- Task inputs -
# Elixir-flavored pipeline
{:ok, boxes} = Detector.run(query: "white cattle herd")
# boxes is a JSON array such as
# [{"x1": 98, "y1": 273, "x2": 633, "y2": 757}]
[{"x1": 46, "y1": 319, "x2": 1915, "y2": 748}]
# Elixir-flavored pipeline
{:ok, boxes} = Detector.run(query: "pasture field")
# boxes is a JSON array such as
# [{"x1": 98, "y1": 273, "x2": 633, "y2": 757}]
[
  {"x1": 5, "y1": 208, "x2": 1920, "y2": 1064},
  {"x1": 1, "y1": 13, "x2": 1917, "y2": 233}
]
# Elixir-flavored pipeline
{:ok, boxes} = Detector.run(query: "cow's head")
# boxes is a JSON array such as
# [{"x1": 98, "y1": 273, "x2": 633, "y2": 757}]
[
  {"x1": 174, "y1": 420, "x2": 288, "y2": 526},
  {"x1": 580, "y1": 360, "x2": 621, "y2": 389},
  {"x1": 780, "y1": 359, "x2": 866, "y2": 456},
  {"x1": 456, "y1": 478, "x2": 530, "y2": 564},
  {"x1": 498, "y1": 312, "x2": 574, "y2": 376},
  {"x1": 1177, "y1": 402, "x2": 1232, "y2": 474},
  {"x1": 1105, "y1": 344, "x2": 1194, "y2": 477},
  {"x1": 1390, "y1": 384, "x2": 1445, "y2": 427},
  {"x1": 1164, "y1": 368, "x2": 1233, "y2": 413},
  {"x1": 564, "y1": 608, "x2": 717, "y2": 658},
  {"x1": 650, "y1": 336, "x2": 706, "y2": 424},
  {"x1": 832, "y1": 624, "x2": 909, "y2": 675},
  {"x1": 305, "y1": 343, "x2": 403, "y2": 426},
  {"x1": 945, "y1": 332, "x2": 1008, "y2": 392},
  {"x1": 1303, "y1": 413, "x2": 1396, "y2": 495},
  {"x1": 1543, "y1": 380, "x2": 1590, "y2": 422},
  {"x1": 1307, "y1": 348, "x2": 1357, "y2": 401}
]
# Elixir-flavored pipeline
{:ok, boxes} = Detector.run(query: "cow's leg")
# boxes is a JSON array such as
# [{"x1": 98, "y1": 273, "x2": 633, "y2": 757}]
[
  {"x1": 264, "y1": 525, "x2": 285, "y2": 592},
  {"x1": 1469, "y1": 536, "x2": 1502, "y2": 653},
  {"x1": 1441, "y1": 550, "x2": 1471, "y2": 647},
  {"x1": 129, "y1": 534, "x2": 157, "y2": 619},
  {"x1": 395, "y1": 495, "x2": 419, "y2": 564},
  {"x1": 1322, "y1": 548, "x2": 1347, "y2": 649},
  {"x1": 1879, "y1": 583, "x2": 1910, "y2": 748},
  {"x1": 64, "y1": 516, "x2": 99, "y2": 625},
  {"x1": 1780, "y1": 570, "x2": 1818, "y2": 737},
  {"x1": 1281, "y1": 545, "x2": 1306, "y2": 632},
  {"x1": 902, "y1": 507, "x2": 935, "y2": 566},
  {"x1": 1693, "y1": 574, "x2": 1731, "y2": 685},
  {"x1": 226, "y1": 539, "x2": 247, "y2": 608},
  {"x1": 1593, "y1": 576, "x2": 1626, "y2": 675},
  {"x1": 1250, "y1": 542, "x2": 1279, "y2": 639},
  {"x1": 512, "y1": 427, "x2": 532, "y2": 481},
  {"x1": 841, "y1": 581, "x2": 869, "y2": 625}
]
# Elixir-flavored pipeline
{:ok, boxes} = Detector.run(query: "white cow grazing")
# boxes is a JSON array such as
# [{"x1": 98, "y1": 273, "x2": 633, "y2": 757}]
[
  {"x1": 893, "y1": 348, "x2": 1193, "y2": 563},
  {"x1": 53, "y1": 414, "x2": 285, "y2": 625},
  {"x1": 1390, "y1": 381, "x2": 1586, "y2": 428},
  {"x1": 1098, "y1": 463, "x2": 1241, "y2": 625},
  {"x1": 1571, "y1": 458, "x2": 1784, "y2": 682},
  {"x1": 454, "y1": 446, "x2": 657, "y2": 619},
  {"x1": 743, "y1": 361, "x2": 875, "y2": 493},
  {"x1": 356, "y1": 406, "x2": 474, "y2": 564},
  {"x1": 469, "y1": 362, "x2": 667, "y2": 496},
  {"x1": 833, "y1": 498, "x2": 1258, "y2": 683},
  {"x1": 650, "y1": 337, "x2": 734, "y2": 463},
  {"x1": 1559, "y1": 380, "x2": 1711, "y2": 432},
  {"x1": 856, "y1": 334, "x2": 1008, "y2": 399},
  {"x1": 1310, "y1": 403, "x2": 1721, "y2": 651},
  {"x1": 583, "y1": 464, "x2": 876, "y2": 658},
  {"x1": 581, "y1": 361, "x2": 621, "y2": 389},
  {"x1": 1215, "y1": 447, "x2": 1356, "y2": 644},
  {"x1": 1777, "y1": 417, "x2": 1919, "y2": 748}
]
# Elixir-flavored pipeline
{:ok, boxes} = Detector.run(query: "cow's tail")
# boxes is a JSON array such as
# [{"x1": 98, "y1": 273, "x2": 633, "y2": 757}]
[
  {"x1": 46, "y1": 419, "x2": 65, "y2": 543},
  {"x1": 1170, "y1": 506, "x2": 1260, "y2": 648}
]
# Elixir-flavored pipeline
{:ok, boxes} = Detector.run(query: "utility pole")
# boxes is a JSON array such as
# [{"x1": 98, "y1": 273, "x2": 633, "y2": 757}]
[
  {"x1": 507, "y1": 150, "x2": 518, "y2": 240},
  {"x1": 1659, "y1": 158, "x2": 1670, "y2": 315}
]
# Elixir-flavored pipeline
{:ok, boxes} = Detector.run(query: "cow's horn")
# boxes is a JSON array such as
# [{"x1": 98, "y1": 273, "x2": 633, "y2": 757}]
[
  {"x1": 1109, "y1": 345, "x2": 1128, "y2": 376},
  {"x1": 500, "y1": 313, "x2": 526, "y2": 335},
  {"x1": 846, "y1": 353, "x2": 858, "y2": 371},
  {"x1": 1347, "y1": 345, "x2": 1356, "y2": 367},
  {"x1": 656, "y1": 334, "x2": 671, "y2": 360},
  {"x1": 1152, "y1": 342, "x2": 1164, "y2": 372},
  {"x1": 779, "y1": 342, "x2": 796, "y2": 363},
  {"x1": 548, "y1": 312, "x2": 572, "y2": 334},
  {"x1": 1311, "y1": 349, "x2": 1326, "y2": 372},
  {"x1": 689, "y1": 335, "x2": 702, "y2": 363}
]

- What you need to do -
Would you please repeat the entire listing, line for line?

- Written answer -
# Elixir-flavored pipeline
{:ok, boxes} = Detector.run(query: "white cattle herd")
# boxes is a JSON array such as
# [{"x1": 98, "y1": 273, "x2": 633, "y2": 757}]
[{"x1": 46, "y1": 319, "x2": 1915, "y2": 748}]
# Elixir-flavored pipeline
{:ok, boxes} = Detector.run(query: "pasture field")
# boxes is a JSON array such as
# [{"x1": 98, "y1": 273, "x2": 633, "y2": 757}]
[
  {"x1": 5, "y1": 208, "x2": 1920, "y2": 1064},
  {"x1": 1, "y1": 13, "x2": 1917, "y2": 233}
]
# Elixir-flavored pipeline
{:ok, boxes} = Detector.run(query: "cow's head")
# boxes is a JSON array such as
# [{"x1": 98, "y1": 273, "x2": 633, "y2": 757}]
[
  {"x1": 174, "y1": 420, "x2": 288, "y2": 526},
  {"x1": 580, "y1": 360, "x2": 621, "y2": 389},
  {"x1": 780, "y1": 359, "x2": 866, "y2": 456},
  {"x1": 456, "y1": 478, "x2": 530, "y2": 564},
  {"x1": 498, "y1": 312, "x2": 574, "y2": 376},
  {"x1": 1177, "y1": 402, "x2": 1232, "y2": 474},
  {"x1": 1105, "y1": 344, "x2": 1194, "y2": 477},
  {"x1": 1390, "y1": 384, "x2": 1445, "y2": 427},
  {"x1": 1164, "y1": 368, "x2": 1233, "y2": 413},
  {"x1": 564, "y1": 608, "x2": 717, "y2": 658},
  {"x1": 650, "y1": 336, "x2": 706, "y2": 424},
  {"x1": 832, "y1": 624, "x2": 909, "y2": 675},
  {"x1": 305, "y1": 343, "x2": 403, "y2": 426},
  {"x1": 945, "y1": 332, "x2": 1008, "y2": 392},
  {"x1": 1303, "y1": 413, "x2": 1396, "y2": 495},
  {"x1": 1543, "y1": 380, "x2": 1590, "y2": 422},
  {"x1": 1307, "y1": 348, "x2": 1357, "y2": 401}
]
# Elixir-flavored pipeline
{:ok, boxes} = Detector.run(query: "cow's leg")
# boxes is a JSON array such as
# [{"x1": 98, "y1": 273, "x2": 633, "y2": 757}]
[
  {"x1": 264, "y1": 525, "x2": 285, "y2": 592},
  {"x1": 1469, "y1": 536, "x2": 1502, "y2": 653},
  {"x1": 1441, "y1": 550, "x2": 1471, "y2": 647},
  {"x1": 129, "y1": 534, "x2": 157, "y2": 619},
  {"x1": 395, "y1": 495, "x2": 419, "y2": 564},
  {"x1": 1322, "y1": 548, "x2": 1347, "y2": 649},
  {"x1": 1879, "y1": 583, "x2": 1910, "y2": 748},
  {"x1": 64, "y1": 516, "x2": 99, "y2": 625},
  {"x1": 1780, "y1": 570, "x2": 1818, "y2": 737},
  {"x1": 1281, "y1": 545, "x2": 1306, "y2": 632},
  {"x1": 902, "y1": 507, "x2": 935, "y2": 566},
  {"x1": 1693, "y1": 574, "x2": 1731, "y2": 685},
  {"x1": 226, "y1": 539, "x2": 247, "y2": 608},
  {"x1": 1593, "y1": 576, "x2": 1626, "y2": 675},
  {"x1": 1250, "y1": 542, "x2": 1279, "y2": 639},
  {"x1": 512, "y1": 427, "x2": 532, "y2": 481},
  {"x1": 841, "y1": 581, "x2": 869, "y2": 625}
]
# Elixir-flavored pipeline
{:ok, boxes} = Detector.run(query: "white cow grazing")
# boxes is a JSON array such as
# [{"x1": 98, "y1": 273, "x2": 633, "y2": 757}]
[
  {"x1": 893, "y1": 348, "x2": 1193, "y2": 563},
  {"x1": 53, "y1": 414, "x2": 285, "y2": 625},
  {"x1": 1390, "y1": 381, "x2": 1586, "y2": 428},
  {"x1": 1098, "y1": 463, "x2": 1241, "y2": 625},
  {"x1": 1571, "y1": 458, "x2": 1784, "y2": 682},
  {"x1": 454, "y1": 446, "x2": 657, "y2": 619},
  {"x1": 743, "y1": 361, "x2": 875, "y2": 493},
  {"x1": 356, "y1": 406, "x2": 474, "y2": 564},
  {"x1": 469, "y1": 362, "x2": 667, "y2": 496},
  {"x1": 833, "y1": 498, "x2": 1258, "y2": 683},
  {"x1": 650, "y1": 337, "x2": 734, "y2": 463},
  {"x1": 1559, "y1": 380, "x2": 1711, "y2": 432},
  {"x1": 856, "y1": 334, "x2": 1008, "y2": 399},
  {"x1": 1310, "y1": 403, "x2": 1721, "y2": 651},
  {"x1": 583, "y1": 464, "x2": 876, "y2": 658},
  {"x1": 581, "y1": 361, "x2": 621, "y2": 389},
  {"x1": 1215, "y1": 447, "x2": 1356, "y2": 644},
  {"x1": 1777, "y1": 417, "x2": 1919, "y2": 748}
]
# Elixir-flavored pipeline
{:ok, boxes} = Detector.run(query: "cow's tail")
# boxes is a JSON array such as
# [{"x1": 98, "y1": 273, "x2": 633, "y2": 757}]
[
  {"x1": 46, "y1": 419, "x2": 65, "y2": 543},
  {"x1": 1170, "y1": 506, "x2": 1260, "y2": 648}
]
# Elixir-flavored pipeline
{:ok, boxes} = Detector.run(query: "utility pole")
# boxes is a JSON array such as
# [{"x1": 98, "y1": 273, "x2": 633, "y2": 757}]
[
  {"x1": 507, "y1": 150, "x2": 518, "y2": 240},
  {"x1": 1659, "y1": 158, "x2": 1670, "y2": 315}
]
# Elixir-flavored pipeline
{:ok, boxes} = Detector.run(query: "cow's horn")
# boxes is a JSON array such as
# [{"x1": 98, "y1": 273, "x2": 633, "y2": 757}]
[
  {"x1": 1109, "y1": 345, "x2": 1128, "y2": 376},
  {"x1": 500, "y1": 313, "x2": 526, "y2": 335},
  {"x1": 846, "y1": 353, "x2": 858, "y2": 371},
  {"x1": 1347, "y1": 345, "x2": 1356, "y2": 367},
  {"x1": 656, "y1": 334, "x2": 671, "y2": 360},
  {"x1": 1152, "y1": 342, "x2": 1164, "y2": 372},
  {"x1": 779, "y1": 342, "x2": 796, "y2": 363},
  {"x1": 548, "y1": 312, "x2": 572, "y2": 334},
  {"x1": 1311, "y1": 349, "x2": 1326, "y2": 372},
  {"x1": 689, "y1": 335, "x2": 702, "y2": 363}
]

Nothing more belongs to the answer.